**AIM**: Count the lines in the items below that contain the string "sleeve". Reply with the number only.

**MATERIAL FOR THE TASK**:
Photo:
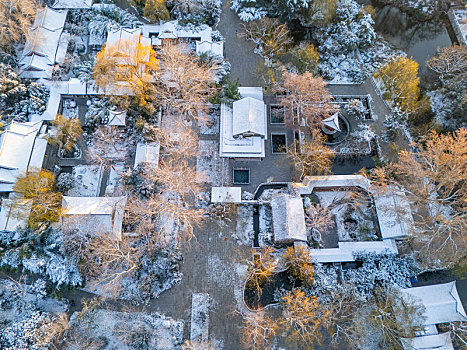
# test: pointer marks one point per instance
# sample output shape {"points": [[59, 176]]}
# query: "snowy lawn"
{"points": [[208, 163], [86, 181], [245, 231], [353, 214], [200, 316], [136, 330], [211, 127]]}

* * *

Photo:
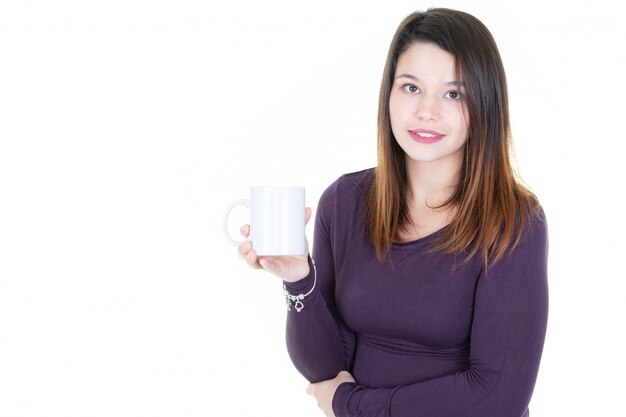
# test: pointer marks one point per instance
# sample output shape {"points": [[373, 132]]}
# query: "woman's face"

---

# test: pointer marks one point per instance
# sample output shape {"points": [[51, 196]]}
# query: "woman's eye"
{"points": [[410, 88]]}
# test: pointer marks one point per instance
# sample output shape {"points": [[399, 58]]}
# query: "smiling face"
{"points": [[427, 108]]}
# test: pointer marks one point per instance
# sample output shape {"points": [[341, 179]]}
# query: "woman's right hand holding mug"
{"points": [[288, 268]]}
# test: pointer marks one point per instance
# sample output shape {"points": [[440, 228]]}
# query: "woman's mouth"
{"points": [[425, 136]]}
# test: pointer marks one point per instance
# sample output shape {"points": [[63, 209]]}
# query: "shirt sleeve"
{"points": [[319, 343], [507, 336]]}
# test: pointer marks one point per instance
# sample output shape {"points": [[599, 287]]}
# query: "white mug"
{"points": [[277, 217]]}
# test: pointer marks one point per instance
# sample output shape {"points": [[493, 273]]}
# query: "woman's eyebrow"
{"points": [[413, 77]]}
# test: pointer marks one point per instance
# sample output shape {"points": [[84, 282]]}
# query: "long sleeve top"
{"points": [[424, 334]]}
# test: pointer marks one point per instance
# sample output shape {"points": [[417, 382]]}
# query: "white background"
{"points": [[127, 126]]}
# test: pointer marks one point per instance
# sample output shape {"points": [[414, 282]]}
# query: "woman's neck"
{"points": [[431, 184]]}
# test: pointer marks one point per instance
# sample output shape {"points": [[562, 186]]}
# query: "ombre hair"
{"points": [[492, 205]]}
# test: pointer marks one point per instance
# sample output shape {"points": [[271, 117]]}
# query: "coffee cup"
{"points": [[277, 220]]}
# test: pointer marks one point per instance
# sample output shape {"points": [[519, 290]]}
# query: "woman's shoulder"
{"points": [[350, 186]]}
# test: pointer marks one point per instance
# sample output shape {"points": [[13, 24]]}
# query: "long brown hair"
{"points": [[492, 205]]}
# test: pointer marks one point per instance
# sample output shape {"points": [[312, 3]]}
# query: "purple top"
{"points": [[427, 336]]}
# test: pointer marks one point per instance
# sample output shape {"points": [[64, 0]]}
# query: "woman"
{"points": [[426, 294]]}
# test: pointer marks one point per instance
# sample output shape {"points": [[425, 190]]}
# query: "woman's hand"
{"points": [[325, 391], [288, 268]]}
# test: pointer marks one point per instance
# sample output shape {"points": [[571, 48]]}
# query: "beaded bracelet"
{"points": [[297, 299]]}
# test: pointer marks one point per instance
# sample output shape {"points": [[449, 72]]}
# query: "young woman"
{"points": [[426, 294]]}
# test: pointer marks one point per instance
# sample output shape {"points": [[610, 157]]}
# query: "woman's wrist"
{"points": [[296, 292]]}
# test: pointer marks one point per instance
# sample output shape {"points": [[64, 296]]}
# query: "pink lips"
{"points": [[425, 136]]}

**EXERCISE SOLUTION**: 2